_SUPPLIED PASSAGE_.
-------

Monday 19 December 2011

Bankers' Goose is Well and Truly Cooked


The UK Government looks set to crack on with the program of banking reforms recommended by the Independent Commission on Banking, in spite of fears that the high cost of implementing them will slow down any chance of an economic recovery.

London Mayor Boris Johnson, interviewed on the Andrew Marr show on the BBC a couple of days ago, expressed these fears succinctly with the words 
‘Just don’t kill the goose’.  

In other words, don’t kill the goose that lays the golden egg.
Boris was saying that the banks, though unpopular, are a vital part of the UK economy, generating huge sums of money to the Treasury.  As he put it to Andrew Marr:-

‘but those guys, all those great glistening Temples of Mammon I can see behind you in the City and Canary Wharf, they produce 53 billion quids worth of tax. Now that is … that is something that is of huge value to the UK. That's schools and hospitals and all the rest of it.’

Curiously, further in the interview, Andrew Marr tries to clarify Mayor Johnson’s remark with the interesting suggestion
 ‘Pluck the goose, don’t kill the goose’.

Now I may not know an awful lot about animal husbandry, but I am pretty sure that it is not customary to pluck a live goose.  Have you seen the size of those things? Geese are large, noisy, ferocious birds, traditionally used by country people as a cost-effective alternative to the guard dog.  Back in 365 BC their ear-splitting honking famously saved the Roman Empire from a surprise attack by the Gauls.

-------

_GIVEN RECORDS_.
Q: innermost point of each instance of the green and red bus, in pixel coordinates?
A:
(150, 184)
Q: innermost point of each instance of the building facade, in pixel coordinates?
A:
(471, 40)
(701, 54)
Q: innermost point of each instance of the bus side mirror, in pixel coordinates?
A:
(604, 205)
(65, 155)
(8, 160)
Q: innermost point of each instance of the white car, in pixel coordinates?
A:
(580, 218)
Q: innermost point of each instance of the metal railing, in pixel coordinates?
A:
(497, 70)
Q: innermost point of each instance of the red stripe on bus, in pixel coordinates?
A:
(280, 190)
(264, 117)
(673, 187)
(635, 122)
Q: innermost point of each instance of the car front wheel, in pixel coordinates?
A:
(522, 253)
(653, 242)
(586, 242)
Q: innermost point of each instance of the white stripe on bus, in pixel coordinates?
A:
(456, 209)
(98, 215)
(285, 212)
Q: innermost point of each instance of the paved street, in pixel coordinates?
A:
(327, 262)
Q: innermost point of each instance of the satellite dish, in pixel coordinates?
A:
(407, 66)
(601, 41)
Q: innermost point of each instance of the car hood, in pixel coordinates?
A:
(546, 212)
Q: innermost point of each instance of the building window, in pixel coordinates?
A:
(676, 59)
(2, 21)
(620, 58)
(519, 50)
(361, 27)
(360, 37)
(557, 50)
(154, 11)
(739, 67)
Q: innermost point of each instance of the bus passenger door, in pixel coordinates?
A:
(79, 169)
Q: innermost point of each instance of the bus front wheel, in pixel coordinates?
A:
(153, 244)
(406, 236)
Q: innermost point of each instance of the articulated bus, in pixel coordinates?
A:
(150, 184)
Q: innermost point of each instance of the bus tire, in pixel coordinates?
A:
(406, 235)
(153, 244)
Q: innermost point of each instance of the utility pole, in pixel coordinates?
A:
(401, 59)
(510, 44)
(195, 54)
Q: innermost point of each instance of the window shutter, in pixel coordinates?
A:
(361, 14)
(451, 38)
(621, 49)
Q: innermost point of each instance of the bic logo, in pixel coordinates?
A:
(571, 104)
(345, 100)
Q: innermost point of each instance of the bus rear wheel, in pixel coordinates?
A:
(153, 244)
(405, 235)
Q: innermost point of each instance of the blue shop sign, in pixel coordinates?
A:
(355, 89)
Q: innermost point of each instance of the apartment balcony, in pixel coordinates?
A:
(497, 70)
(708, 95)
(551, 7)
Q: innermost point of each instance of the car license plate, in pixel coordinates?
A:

-------

_INSTRUCTIONS_.
• a. Translate this sentence from the banking article into German: "In other words, don’t kill the goose that lays the golden egg."
• b. Reproduce the banking article from "In other words, don’t" to "goose, don’t kill the goose’.".
The listing comes from a separate source and has no connection to the banking article.

_EXPECTED OUTPUTS_.
• a. Mit anderen Worten: Töte nicht die Gans, die goldene Eier legt.

• b.
In other words, don’t kill the goose that lays the golden egg.
Boris was saying that the banks, though unpopular, are a vital part of the UK economy, generating huge sums of money to the Treasury.  As he put it to Andrew Marr:-

‘but those guys, all those great glistening Temples of Mammon I can see behind you in the City and Canary Wharf, they produce 53 billion quids worth of tax. Now that is … that is something that is of huge value to the UK. That's schools and hospitals and all the rest of it.’

Curiously, further in the interview, Andrew Marr tries to clarify Mayor Johnson’s remark with the interesting suggestion
 ‘Pluck the goose, don’t kill the goose’.